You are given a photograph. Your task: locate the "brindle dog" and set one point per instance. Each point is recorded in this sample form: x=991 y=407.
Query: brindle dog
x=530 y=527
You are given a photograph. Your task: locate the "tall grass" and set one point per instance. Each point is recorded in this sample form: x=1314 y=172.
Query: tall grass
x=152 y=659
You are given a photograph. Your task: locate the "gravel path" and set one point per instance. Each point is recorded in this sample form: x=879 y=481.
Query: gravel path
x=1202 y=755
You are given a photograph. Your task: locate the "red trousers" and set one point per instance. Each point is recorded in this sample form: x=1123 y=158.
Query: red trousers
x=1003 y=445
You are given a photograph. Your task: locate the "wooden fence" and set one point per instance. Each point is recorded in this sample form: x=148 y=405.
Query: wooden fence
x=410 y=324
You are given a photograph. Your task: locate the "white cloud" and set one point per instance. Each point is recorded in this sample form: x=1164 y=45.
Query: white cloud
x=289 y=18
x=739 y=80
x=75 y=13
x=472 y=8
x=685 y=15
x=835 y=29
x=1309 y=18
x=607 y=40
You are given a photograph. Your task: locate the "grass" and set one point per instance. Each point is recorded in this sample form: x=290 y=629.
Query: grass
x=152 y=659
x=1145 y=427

**Goal**
Express the material above as a two-column CSV with the header columns "prompt" and "points", one row per request. Put the full request text in the first field and its answer in the second, with each field enclosed in double quotes and every line break replaced by a space.

**Correct response**
prompt,points
"You are given a photograph. Your task: locate the ""brindle dog"" and set one point per instance. Each point is recorded in this sample form: x=991 y=407. Query: brindle dog","x=530 y=527"
"You are given a photograph. Your task: locate the ""tall grass"" and set one point per instance. Each point is recorded in this sample form: x=1314 y=172. Query: tall grass","x=152 y=659"
"You are given a photograph. Your task: locate the ""gravel path"" and set one point per instance. Each point is recorded in this sample form: x=879 y=481. Query: gravel path","x=1202 y=755"
"You are given a photograph. Your task: locate the ""red trousers"" and set one point per instance. Each point is recorded in this sample form: x=1123 y=158. Query: red trousers","x=1003 y=445"
"You are given a photograph. Your task: locate the ""wooden fence"" and set one point per instance. Each point is recorded in this sample form: x=148 y=405. Query: wooden fence","x=410 y=324"
"You are given a photograph. Your task: locate the ""white cloud"" and set one point per instance. Each point is recorded in this sample form: x=1164 y=45. Query: white cloud","x=289 y=18 x=739 y=80 x=75 y=13 x=472 y=8 x=685 y=15 x=835 y=29 x=1309 y=18 x=607 y=40"
"You are given a photograph. Your task: locate the ""grass"" and set one point per instance. Each point is recorded in this sample form: x=290 y=629. Query: grass","x=152 y=659 x=1145 y=427"